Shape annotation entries
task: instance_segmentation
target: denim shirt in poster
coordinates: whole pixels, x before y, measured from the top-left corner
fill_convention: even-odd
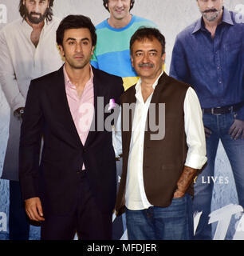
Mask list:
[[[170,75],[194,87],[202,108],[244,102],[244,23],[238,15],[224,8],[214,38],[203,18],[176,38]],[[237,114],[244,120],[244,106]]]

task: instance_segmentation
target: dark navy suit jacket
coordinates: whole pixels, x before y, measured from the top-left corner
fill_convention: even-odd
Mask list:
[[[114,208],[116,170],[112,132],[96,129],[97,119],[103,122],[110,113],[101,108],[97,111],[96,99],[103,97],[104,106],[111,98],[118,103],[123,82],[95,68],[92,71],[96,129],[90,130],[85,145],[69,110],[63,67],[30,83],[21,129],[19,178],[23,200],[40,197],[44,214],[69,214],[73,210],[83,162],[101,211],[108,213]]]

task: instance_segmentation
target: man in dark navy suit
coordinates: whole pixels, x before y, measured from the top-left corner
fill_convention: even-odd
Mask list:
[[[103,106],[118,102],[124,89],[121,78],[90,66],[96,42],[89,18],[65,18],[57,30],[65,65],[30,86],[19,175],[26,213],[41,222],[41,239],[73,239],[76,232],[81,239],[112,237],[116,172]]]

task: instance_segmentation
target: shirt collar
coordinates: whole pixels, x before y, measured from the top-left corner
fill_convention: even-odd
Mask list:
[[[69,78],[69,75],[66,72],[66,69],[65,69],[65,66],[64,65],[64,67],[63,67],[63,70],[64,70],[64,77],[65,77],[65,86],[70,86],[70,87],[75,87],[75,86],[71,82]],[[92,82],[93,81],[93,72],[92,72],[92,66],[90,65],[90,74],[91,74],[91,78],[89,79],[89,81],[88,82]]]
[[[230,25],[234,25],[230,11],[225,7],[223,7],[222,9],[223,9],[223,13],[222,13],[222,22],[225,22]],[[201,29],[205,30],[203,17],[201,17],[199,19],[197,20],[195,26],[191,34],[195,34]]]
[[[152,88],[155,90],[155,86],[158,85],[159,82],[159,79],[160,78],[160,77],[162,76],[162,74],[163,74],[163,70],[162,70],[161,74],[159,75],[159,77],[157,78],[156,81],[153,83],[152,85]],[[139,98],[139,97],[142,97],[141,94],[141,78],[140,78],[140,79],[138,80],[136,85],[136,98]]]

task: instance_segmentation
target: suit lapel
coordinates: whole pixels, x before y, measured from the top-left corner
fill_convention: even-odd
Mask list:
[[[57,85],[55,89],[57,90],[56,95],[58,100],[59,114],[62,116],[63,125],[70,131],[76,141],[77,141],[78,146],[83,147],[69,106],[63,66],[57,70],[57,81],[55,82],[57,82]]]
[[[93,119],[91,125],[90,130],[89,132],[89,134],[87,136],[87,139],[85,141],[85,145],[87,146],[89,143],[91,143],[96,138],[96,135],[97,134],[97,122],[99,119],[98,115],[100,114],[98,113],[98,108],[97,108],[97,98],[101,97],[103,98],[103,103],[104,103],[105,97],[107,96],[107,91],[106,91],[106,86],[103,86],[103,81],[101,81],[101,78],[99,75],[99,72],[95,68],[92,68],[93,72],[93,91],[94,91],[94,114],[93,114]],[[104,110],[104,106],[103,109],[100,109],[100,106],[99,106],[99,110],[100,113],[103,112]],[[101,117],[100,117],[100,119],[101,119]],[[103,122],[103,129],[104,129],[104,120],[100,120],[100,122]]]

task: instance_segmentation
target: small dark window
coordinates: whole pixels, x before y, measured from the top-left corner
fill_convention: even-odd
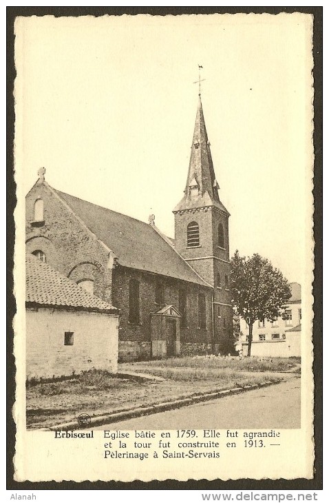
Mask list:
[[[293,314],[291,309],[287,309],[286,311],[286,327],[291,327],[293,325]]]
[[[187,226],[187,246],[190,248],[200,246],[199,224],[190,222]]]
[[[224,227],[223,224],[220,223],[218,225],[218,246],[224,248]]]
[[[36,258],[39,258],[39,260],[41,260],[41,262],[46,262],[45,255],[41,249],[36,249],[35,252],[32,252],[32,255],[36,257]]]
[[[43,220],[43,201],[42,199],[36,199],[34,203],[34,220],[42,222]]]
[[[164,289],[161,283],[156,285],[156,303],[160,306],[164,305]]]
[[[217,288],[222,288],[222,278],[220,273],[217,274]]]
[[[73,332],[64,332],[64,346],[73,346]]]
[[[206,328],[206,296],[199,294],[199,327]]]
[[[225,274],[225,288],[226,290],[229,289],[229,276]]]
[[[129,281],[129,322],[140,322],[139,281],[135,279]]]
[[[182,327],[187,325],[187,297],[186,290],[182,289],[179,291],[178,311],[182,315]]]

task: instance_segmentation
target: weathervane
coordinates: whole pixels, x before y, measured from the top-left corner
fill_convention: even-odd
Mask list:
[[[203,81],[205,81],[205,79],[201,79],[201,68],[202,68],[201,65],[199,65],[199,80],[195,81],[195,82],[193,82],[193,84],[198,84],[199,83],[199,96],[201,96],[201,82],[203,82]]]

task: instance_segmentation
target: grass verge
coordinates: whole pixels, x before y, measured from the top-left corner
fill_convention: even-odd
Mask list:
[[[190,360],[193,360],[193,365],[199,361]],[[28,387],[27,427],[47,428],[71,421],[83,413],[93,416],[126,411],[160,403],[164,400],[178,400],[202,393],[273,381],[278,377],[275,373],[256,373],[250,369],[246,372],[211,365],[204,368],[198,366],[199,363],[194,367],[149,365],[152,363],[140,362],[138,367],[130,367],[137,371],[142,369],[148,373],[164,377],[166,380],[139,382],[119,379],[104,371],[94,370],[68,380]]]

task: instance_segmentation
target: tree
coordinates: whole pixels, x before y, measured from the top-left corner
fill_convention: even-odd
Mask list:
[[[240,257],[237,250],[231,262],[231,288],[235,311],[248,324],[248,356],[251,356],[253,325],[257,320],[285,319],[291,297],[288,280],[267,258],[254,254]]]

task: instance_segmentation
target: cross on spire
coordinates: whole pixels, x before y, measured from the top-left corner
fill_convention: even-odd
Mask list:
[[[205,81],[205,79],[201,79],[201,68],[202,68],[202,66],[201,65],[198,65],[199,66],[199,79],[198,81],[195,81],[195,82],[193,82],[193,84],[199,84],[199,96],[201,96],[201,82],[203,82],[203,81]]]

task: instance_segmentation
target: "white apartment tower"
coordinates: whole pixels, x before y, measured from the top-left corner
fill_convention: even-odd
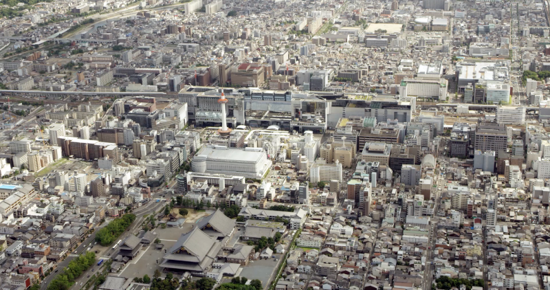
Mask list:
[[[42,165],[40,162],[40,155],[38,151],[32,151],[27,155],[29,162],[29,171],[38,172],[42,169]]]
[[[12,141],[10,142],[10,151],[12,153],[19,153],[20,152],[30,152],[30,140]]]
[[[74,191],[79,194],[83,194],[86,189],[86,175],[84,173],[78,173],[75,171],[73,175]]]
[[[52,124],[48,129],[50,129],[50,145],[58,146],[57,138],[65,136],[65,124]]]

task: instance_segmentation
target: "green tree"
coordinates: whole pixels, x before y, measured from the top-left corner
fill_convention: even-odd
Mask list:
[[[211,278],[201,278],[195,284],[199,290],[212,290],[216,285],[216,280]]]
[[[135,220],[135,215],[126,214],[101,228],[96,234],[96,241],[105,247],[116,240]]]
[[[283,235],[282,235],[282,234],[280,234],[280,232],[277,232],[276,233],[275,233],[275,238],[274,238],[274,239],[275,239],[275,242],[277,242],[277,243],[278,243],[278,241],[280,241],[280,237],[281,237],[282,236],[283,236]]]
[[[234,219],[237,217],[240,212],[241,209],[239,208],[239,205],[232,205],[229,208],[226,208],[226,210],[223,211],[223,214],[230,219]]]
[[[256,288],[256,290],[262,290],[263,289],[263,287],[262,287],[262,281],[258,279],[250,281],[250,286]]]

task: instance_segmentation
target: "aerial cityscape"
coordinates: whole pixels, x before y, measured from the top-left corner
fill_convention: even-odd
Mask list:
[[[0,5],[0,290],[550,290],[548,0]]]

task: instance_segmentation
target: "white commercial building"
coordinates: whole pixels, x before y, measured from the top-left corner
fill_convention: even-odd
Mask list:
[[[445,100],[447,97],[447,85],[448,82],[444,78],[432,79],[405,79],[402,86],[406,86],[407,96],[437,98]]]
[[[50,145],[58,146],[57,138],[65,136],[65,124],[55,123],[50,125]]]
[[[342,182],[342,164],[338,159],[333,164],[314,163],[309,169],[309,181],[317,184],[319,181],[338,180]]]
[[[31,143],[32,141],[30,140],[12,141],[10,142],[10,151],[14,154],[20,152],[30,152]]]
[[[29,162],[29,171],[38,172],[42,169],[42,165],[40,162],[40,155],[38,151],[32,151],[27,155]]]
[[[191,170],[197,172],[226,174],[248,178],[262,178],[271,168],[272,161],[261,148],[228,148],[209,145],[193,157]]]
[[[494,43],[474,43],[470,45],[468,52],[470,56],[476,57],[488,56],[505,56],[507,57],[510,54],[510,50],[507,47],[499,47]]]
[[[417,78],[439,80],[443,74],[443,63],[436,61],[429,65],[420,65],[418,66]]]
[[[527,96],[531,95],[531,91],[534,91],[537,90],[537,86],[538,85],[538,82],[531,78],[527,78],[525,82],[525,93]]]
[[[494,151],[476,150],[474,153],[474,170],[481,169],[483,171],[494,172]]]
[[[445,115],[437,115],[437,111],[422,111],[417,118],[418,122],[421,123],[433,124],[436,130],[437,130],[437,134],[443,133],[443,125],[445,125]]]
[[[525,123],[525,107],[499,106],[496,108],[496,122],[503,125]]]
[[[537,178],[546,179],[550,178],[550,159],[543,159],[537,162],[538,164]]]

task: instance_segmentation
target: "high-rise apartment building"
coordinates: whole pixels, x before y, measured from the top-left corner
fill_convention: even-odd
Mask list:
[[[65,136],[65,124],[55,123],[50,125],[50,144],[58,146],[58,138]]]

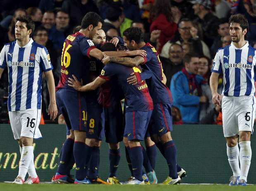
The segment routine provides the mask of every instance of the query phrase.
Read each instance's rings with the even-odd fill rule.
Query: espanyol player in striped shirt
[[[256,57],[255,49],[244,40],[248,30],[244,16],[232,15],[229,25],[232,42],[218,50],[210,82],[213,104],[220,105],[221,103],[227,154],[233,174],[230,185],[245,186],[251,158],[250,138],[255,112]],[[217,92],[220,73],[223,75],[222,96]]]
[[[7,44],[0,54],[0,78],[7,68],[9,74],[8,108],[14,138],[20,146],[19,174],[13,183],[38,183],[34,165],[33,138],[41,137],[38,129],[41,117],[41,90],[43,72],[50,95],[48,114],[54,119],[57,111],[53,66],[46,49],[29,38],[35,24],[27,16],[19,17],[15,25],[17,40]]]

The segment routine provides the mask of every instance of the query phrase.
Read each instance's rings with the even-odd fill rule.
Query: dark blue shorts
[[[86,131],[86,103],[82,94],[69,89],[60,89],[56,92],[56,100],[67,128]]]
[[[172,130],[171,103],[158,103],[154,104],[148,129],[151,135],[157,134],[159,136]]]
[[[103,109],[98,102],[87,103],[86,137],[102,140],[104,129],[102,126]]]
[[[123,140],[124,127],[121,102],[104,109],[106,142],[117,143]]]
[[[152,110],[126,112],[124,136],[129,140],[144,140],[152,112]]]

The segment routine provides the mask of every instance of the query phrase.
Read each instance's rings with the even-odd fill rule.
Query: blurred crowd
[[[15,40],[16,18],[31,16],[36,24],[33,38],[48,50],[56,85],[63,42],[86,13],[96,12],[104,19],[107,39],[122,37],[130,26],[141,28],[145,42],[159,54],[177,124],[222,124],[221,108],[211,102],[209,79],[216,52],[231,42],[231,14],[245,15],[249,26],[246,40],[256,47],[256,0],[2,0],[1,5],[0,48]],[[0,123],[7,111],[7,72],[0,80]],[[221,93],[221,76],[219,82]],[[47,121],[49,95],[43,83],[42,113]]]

---

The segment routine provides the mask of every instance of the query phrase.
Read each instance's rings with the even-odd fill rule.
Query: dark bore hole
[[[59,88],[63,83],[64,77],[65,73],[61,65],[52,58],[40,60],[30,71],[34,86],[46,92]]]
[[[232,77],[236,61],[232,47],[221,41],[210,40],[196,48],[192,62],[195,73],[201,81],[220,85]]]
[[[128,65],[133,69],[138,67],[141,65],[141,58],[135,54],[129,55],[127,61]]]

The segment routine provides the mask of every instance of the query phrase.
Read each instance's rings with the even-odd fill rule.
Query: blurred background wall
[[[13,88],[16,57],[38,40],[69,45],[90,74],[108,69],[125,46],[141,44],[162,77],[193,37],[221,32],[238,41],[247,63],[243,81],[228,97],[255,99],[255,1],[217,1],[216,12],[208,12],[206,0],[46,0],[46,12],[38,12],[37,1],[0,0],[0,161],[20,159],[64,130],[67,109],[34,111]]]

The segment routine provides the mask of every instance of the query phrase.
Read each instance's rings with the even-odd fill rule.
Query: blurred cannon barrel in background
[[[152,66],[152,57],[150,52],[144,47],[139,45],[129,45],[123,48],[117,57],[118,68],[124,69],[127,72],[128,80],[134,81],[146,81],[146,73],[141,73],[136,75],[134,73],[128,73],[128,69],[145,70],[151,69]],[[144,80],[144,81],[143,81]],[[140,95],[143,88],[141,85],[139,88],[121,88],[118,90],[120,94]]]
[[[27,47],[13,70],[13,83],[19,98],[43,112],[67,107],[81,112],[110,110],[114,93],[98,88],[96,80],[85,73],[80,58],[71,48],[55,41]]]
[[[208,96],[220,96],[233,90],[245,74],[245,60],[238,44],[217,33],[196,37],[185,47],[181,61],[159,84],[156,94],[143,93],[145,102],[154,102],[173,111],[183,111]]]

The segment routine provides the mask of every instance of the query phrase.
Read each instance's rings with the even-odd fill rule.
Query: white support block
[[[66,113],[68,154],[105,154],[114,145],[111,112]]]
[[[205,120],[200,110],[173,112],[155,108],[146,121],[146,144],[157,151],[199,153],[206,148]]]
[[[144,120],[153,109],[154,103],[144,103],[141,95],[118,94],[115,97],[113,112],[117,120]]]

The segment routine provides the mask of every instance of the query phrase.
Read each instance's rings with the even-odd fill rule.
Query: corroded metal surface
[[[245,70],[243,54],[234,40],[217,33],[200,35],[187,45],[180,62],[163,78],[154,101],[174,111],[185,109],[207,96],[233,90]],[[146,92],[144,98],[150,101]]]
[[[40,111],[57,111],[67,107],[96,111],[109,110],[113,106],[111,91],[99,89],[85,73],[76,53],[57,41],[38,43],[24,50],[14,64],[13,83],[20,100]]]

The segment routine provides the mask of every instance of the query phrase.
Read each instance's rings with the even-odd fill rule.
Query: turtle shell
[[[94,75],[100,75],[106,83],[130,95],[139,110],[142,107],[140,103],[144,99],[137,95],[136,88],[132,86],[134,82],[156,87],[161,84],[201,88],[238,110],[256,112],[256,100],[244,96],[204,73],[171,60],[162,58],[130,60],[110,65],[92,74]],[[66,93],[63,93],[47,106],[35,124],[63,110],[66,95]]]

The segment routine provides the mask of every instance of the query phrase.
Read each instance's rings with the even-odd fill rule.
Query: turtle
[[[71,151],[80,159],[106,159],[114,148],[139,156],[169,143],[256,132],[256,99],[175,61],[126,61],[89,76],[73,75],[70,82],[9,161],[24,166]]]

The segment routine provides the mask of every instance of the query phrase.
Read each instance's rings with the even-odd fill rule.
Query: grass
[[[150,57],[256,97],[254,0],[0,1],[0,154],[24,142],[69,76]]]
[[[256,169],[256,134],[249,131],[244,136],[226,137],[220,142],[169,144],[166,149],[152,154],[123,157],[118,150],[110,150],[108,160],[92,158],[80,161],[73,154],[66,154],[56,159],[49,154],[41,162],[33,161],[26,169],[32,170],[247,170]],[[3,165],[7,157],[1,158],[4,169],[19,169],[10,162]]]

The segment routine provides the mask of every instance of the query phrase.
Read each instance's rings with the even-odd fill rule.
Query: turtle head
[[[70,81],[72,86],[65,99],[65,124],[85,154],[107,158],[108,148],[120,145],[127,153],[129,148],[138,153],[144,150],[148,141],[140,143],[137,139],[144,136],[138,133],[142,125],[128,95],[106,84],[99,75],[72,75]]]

(EXERCISE DIRECTIONS):
Count the lines in the entries above that contain the string "dark", treating uppercase and lowercase letters as different, and give only the number.

(SOLUTION TO THE PROBLEM):
5